## [Task details]
Answer these questions about the passage below on early readings of a saying about marriage.
(a) Who appealed to the saying as proof that marriage was forbidden?
(b) According to Clement, what does "Eat of every herb save that in which is bitterness" mean?
(c) In the final paragraph, what is named as the fruit of marriage?

## [Text passage]
-- begin --

Cassian appealed to this text also in proof that marriage [pg 228] was forbidden. But Clement of Alexandria refused to understand it in this sense. He is perhaps right when he argues that the first answer of our Lord means, that as long as there are men born, so long men will die. But the meaning of the next answer entirely escapes him. When our Lord says, “Eat of every herb save that in which is bitterness,” he means, says Clement, that marriage and continence are left to our choice, and that there is no command one way or the other; man may eat of every tree, the tree of celibacy, or the tree of marriage, only he must abstain from the tree of evil.

But this is not what was meant. Under a figurative expression, the writer of this passage conveyed a warning against marriage. Death is the fruit of birth, birth is the fruit of marriage. Abstain from eating of the tree of marriage, and death will be destroyed.

-- end --

## [Entries]
-- begin --

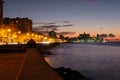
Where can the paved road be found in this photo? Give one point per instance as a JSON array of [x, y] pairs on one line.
[[26, 66]]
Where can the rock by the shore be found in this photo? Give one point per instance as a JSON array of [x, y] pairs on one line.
[[69, 74]]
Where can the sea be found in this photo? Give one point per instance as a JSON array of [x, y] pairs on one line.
[[97, 61]]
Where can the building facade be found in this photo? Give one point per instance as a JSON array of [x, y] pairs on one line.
[[1, 12], [22, 24]]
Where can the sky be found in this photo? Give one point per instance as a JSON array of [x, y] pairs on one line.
[[90, 16]]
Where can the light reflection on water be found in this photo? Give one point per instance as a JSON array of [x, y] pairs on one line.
[[98, 62]]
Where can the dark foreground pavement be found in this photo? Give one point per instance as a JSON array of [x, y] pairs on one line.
[[26, 66]]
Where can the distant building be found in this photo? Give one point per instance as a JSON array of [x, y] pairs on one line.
[[1, 12], [52, 34], [22, 24]]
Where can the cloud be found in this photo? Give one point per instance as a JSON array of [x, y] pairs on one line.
[[51, 26], [66, 33]]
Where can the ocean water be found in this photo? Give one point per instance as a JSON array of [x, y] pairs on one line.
[[95, 61]]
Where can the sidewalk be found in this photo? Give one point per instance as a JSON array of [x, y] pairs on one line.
[[35, 68], [26, 66]]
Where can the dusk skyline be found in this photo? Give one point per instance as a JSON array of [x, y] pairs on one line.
[[90, 16]]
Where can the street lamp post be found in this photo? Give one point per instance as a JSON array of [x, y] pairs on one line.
[[8, 34]]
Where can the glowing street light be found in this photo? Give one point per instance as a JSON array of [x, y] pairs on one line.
[[9, 30], [19, 32]]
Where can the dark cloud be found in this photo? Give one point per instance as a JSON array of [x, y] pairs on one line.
[[52, 26], [103, 35], [68, 25], [66, 33]]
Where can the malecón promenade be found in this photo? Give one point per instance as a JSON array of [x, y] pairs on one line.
[[26, 65]]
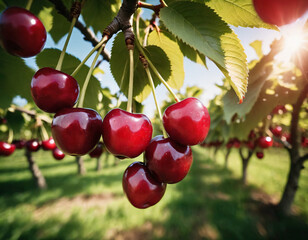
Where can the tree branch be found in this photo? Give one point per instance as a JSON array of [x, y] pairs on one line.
[[87, 33]]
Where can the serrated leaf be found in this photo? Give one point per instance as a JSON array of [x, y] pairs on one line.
[[15, 78], [168, 43], [210, 36], [49, 58], [119, 65], [98, 14], [46, 17]]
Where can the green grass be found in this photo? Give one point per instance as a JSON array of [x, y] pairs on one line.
[[210, 203]]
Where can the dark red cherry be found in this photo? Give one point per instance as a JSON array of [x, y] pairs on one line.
[[49, 144], [53, 90], [58, 154], [277, 131], [280, 12], [6, 149], [76, 131], [98, 150], [141, 189], [126, 134], [167, 160], [19, 144], [33, 145], [265, 142], [260, 155], [187, 122], [21, 33]]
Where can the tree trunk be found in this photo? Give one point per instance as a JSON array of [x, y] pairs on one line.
[[81, 167], [35, 171], [291, 187], [227, 157], [98, 164]]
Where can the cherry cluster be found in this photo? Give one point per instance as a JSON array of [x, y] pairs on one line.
[[167, 159]]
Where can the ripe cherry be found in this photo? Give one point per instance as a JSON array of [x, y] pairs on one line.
[[126, 134], [53, 90], [6, 149], [280, 12], [260, 155], [168, 161], [58, 154], [33, 145], [49, 144], [187, 122], [140, 187], [277, 131], [265, 142], [98, 150], [76, 131], [21, 33]]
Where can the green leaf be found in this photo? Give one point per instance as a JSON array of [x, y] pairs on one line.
[[237, 13], [46, 17], [168, 43], [211, 36], [49, 58], [119, 65], [98, 14], [15, 78]]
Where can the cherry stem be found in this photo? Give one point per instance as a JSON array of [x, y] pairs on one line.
[[131, 81], [10, 136], [29, 4], [86, 82], [44, 132], [157, 73], [101, 43], [60, 61], [155, 100]]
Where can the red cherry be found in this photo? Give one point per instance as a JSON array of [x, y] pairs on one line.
[[33, 145], [76, 131], [277, 131], [260, 155], [98, 150], [58, 154], [19, 144], [6, 149], [21, 33], [141, 189], [265, 142], [280, 12], [187, 122], [126, 134], [53, 90], [49, 144], [167, 160]]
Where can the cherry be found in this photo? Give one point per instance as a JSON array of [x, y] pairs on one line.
[[277, 131], [168, 161], [49, 144], [76, 131], [33, 145], [21, 33], [265, 142], [280, 12], [98, 150], [6, 149], [53, 90], [260, 155], [58, 154], [140, 187], [126, 134], [19, 144], [187, 122]]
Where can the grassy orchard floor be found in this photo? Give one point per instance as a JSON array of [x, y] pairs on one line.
[[209, 204]]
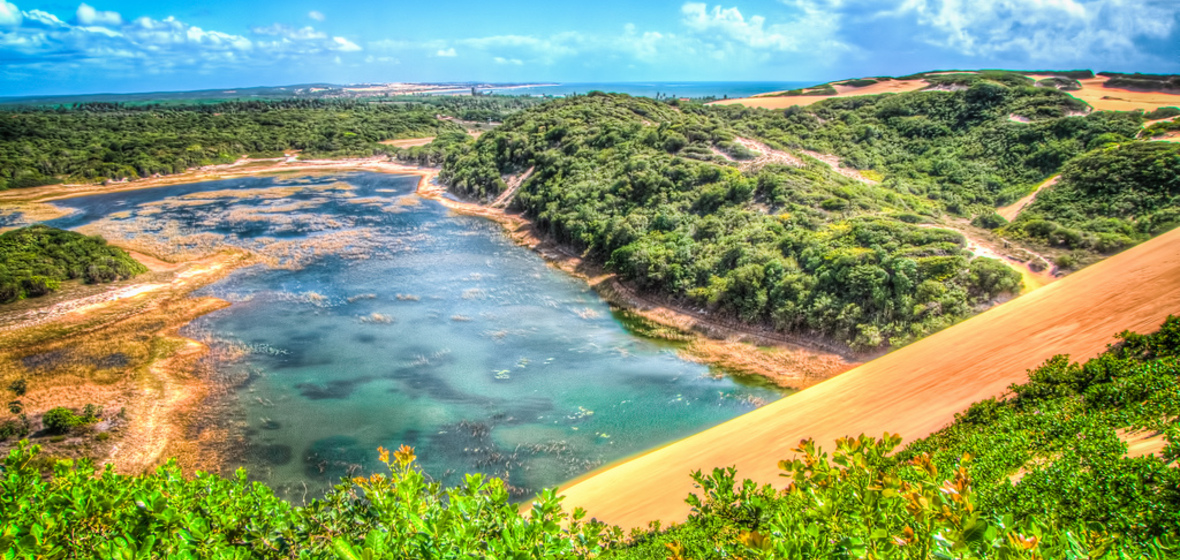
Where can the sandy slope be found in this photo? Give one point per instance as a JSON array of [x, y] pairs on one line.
[[1013, 210], [1103, 98], [913, 390], [1093, 92], [889, 86]]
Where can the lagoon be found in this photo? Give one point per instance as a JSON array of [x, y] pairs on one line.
[[380, 318]]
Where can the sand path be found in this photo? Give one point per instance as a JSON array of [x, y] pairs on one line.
[[915, 390], [887, 86], [1013, 210]]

-- end --

## [Solved exercise]
(a) Cassian.
(b) It means that marriage and continence are left to one's choice, with no command either way, so a person may eat of the tree of celibacy or of marriage but must abstain from the tree of evil.
(c) Birth.